■ SOURCE EXTRACT ■

_____

Leadership at UI Hospitals & Clinics has made this approach a critical tool for maintaining staff morale throughout the pandemic, and it is everything we already know: a chance to hear directly from staff and patients about the good and bad and reconnect with the organization’s mission—something we could all use when staring at mounds of paperwork.
Don’t Underestimate the Power of Communication and Coaching
We’re helping our clinical staff make the most out of their time with patients though our Provider Communication Program. A team of coaches from our Office of Patient Experience facilitate workshops with clinicians and then follow up individually 30 and 60 days later.
This training opens a whole spectrum of positive results. Strengthening communication between patient and provider can lead to improved patient satisfaction, more collaboration and better decisions. Critically, “better” doesn’t necessarily mean “according to the latest issue of JAMA.” It means “what is best for each patient in their unique circumstances.” For example, an elderly patient with orthopedic issues may look like he needs major surgery, until the physician listens to understand that he simply wants to walk in his daughter’s wedding, not run a marathon next spring. That changes everything.
Create a Culture of Safety That Involves Everyone
“We’re creating a culture of safety” is another common refrain in healthcare today. At UI Hospitals & Clinics, we do it a bit differently by involving everyone. Training through our Excellence Every Time Program is open to all employees, including housekeepers, food service staff, maintenance staff, physicians and nurses.

_____

■ MATERIAL SUPPLIED ■
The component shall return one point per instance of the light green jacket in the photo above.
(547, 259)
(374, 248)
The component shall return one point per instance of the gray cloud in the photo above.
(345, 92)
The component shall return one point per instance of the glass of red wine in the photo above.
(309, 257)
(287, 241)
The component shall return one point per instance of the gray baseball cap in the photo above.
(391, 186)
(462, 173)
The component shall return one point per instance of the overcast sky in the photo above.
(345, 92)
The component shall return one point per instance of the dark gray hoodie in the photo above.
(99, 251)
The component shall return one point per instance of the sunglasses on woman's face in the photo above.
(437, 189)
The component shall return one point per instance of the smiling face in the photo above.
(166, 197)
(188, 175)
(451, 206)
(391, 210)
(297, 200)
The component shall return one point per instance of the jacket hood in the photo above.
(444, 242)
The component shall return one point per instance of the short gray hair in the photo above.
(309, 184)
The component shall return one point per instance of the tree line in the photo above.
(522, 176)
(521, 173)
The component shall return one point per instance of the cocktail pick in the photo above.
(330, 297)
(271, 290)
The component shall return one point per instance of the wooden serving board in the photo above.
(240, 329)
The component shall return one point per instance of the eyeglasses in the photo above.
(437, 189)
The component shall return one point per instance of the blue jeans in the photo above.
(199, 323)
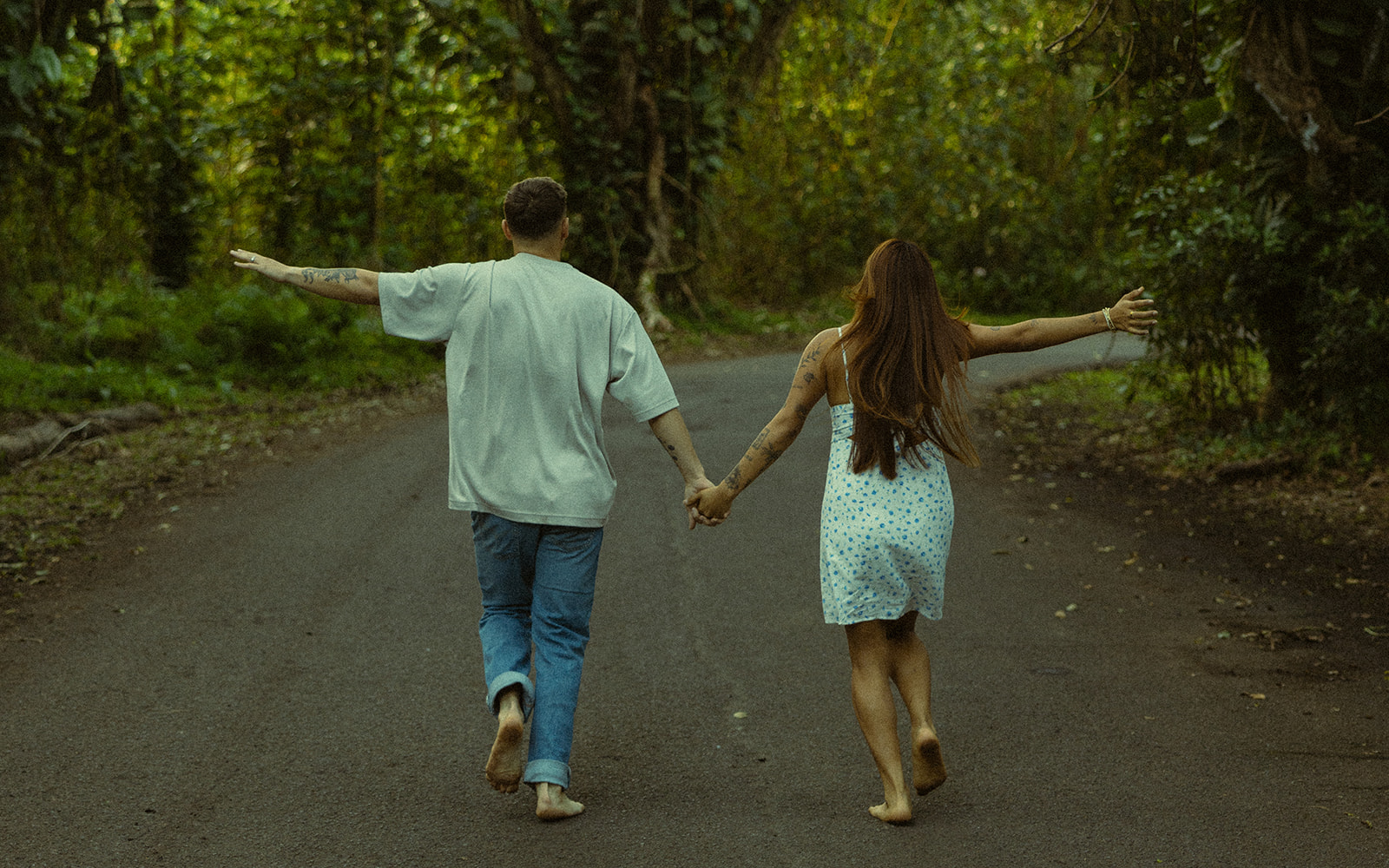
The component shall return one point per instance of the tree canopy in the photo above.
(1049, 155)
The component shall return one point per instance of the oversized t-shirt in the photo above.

_____

■ EXERCISE REQUIREMENTS ■
a) Answer these questions about the UI Hospitals & Clinics passage:
(i) From which office do the coaches in the Provider Communication Program come?
(ii) How many days after the workshops do the coaches follow up individually with clinicians?
(iii) What is the name of the program whose training is open to all employees?
b) In the UI Hospitals & Clinics passage, which kinds of employees are named as included in the training that is open to all employees?
c) Extract the part of the UI Hospitals & Clinics passage that begins at the words "This training opens" and stops after "That changes everything.".

■ TASK-BY-TASK ANSWERS ■
a)
(i) The Office of Patient Experience.
(ii) 30 and 60 days later.
(iii) The Excellence Every Time Program.

b) Housekeepers, food service staff, maintenance staff, physicians and nurses.

c)
This training opens a whole spectrum of positive results. Strengthening communication between patient and provider can lead to improved patient satisfaction, more collaboration and better decisions. Critically, “better” doesn’t necessarily mean “according to the latest issue of JAMA.” It means “what is best for each patient in their unique circumstances.” For example, an elderly patient with orthopedic issues may look like he needs major surgery, until the physician listens to understand that he simply wants to walk in his daughter’s wedding, not run a marathon next spring. That changes everything.